RECORDED DATA ->
══════════

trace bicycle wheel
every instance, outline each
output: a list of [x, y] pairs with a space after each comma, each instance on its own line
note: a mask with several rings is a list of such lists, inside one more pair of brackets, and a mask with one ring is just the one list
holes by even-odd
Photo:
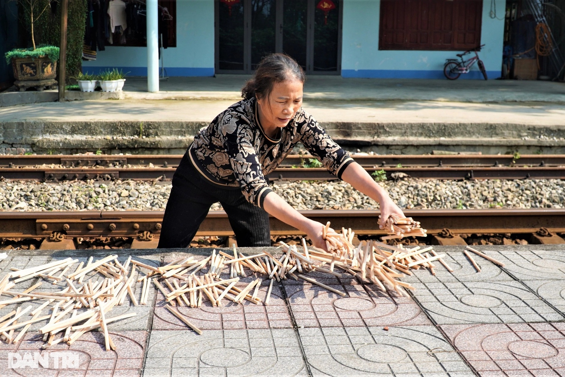
[[488, 77], [486, 77], [486, 70], [485, 69], [485, 64], [483, 63], [483, 60], [479, 60], [477, 62], [477, 64], [479, 64], [479, 69], [481, 70], [481, 73], [483, 73], [485, 80], [488, 80]]
[[461, 72], [458, 71], [459, 66], [457, 62], [447, 62], [444, 66], [444, 75], [449, 80], [457, 80], [461, 76]]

══════════

WRITTEN INSTRUCTION -> Reproduce every line above, with each x and y coordinate in the polygon outlines multiplied by 2.55 and rounded to the nearest whole number (halves round up). Omit the pictures.

SOLVED EXERCISE ->
trace bicycle wheel
every instance, outline each
output: a list of [x, y] pairs with a space after each comma, each instance on its own line
note: a mask with several rings is a list of such lists, inside one more pair of brackets, and a mask with one ring is just the one list
holes by even-odd
Photo:
[[1244, 196], [1239, 196], [1239, 179], [1237, 176], [1237, 163], [1232, 161], [1232, 153], [1221, 153], [1216, 158], [1216, 163], [1221, 163], [1221, 176], [1227, 179], [1227, 186], [1232, 186], [1237, 204], [1244, 204]]
[[1176, 184], [1168, 181], [1170, 168], [1165, 158], [1140, 158], [1132, 168], [1132, 191], [1145, 204], [1165, 204], [1176, 194]]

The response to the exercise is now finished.